==== Trecho do texto
Atuação da PGR


Atuação da PGR em Justiça de Transição buscou articulação institucional e balizou atuação de procuradores em todo o país

A atuação em Justiça de Transição iniciada pelos procuradores da República em São Paulo e pela Força-Tarefa Araguaia abriu no Ministério Público Federal o debate sobre o alcance da Lei da Anistia de 1979 e o que era possível fazer ou não quanto à responsabilização civil e penal de agentes da repressão responsáveis por graves violações de direitos humanos.

Após o bem-sucedido início de trabalho dos procuradores, com a identificação dos restos mortais de dois desaparecidos em São Paulo e as investigações no Araguaia , o MPF ampliou a interlocução com a sociedade, a academia e especialistas internacionais sobre o tema, ao realizar em maio de 2007, em São Paulo, o Debate Sul-Americano Sobre Verdade e Responsabilidade em Crimes Contra os Direitos Humanos, cujas conclusões resultaram na Carta de São Paulo , um postulado com uma série de medidas que o Estado Brasileiro deveria adotar para a promoção da justiça, a revelação da verdade e a proteção da memória.

Entre as medidas propostas na carta estava a busca por transparência e a abertura de documentos relacionados à ditadura militar, por meio da reiteração de solicitações ao então procurador-geral da República, Antonio Fernando Souza, para que propusesse Ação Direta de Inconstitucionalidade perante o Supremo Tribunal Federal em face das Leis nº 8.159/91 e 11.111/05, que estabeleciam as regras de sigilo de documentos públicos.
========
==== Entradas listadas
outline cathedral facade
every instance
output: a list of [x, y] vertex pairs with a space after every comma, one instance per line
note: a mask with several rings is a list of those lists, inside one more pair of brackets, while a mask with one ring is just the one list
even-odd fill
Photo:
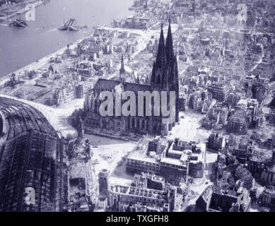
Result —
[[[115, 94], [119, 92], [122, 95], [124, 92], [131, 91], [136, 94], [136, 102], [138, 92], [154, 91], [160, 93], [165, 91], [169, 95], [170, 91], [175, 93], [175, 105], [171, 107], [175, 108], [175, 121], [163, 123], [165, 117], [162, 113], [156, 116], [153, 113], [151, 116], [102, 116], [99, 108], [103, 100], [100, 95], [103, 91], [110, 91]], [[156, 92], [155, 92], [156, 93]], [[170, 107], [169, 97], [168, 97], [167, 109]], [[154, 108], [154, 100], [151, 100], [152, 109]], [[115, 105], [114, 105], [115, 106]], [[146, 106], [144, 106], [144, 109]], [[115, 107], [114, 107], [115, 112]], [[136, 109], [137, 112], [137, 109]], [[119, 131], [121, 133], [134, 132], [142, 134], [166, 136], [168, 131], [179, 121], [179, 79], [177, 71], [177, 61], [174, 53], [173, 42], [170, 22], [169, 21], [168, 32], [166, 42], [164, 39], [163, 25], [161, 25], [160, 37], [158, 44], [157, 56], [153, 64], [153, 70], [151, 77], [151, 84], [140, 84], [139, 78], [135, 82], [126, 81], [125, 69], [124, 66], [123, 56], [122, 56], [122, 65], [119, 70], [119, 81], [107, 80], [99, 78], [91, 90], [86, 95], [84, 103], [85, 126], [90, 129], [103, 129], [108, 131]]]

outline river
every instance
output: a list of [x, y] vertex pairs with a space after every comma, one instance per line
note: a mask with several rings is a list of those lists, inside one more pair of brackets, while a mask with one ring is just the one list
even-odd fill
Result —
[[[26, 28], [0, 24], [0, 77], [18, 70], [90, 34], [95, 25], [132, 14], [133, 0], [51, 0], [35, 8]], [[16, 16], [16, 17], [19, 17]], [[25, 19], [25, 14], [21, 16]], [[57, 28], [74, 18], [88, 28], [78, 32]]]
========
==== Entradas listadas
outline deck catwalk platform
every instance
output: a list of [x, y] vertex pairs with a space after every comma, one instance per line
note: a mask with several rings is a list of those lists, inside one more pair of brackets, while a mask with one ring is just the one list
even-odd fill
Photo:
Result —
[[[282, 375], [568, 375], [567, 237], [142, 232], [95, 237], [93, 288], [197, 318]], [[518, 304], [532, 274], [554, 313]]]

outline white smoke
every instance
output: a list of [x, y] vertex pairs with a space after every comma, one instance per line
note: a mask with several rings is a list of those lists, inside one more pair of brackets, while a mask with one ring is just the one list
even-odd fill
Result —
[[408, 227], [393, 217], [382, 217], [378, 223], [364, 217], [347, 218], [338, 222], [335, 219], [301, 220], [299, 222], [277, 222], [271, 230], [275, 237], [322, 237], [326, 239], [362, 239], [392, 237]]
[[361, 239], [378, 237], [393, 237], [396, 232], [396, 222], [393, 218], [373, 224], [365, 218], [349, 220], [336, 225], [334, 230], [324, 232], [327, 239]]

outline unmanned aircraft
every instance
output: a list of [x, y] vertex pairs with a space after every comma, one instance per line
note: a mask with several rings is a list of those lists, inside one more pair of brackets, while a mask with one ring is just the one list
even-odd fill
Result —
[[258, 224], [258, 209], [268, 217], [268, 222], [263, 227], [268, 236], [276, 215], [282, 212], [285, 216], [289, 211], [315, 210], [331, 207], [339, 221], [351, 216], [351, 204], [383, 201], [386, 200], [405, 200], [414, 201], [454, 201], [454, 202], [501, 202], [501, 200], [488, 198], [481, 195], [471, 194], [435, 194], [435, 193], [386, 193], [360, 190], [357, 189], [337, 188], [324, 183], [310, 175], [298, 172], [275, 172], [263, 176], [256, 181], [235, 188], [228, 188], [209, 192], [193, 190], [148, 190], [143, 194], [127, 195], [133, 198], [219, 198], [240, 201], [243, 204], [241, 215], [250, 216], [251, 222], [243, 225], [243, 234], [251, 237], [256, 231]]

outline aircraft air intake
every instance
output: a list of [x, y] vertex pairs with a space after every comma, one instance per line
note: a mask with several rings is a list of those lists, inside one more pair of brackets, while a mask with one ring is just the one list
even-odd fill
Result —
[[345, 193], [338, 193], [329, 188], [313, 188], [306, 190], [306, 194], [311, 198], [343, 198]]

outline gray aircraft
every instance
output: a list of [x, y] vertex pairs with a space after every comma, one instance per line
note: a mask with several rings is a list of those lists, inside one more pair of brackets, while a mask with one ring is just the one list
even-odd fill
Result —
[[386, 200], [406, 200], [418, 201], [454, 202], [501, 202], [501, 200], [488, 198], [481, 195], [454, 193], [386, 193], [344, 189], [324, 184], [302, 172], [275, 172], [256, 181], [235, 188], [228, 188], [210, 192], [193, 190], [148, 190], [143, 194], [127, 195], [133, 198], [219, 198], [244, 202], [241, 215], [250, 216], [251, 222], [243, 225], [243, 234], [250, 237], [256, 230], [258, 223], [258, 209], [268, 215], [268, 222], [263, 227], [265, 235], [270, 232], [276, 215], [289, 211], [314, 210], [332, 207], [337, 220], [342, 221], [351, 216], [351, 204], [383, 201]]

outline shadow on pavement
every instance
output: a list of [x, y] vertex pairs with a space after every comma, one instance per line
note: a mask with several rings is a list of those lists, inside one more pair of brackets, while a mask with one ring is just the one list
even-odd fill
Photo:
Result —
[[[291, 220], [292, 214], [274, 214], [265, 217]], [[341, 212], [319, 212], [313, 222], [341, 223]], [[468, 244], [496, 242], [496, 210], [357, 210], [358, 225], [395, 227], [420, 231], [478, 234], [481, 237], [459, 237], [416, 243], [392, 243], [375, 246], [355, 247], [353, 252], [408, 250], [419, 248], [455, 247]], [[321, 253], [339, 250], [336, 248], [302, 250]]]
========
### Instrução
Prossiga o texto sobre a atuação da PGR em Justiça de Transição, começando logo após a última frase apresentada.

### Resposta ao exercício
Pouco menos de um ano depois da edição da carta, em 19 de maio de 2008, Antonio Fernando apresentou ao STF a ADI 4077, questionando as duas leis citadas acima. A Lei nº 8159/91 havia sido modificada em 2004 pela Medida Provisória nº 228/04, mais tarde convertida na Lei nº 11.111/05, uma modificação que permitiu que a Comissão de Averiguação e Análise de Informações Sigilosas, subordinada ao Poder Executivo, prorrogasse indefinidamente o prazo de sigilo de documentos classificados no mais alto grau de confidencialidade, o que poderia implicar no sigilo eterno de documentos sobre a ditadura militar.

Além da questão de acesso à informações sobre o período, a PGR começou a atuar na esfera penal em relação ao tema ao tratar de extradições solicitadas por países latino-americanos que vinham lidando há mais tempo com a questão da Justiça de Transição. Um dos casos de extradição mais importante foi o do major uruguaio Manuel Juan Cordero Piacentini (Extradição nº 974-5).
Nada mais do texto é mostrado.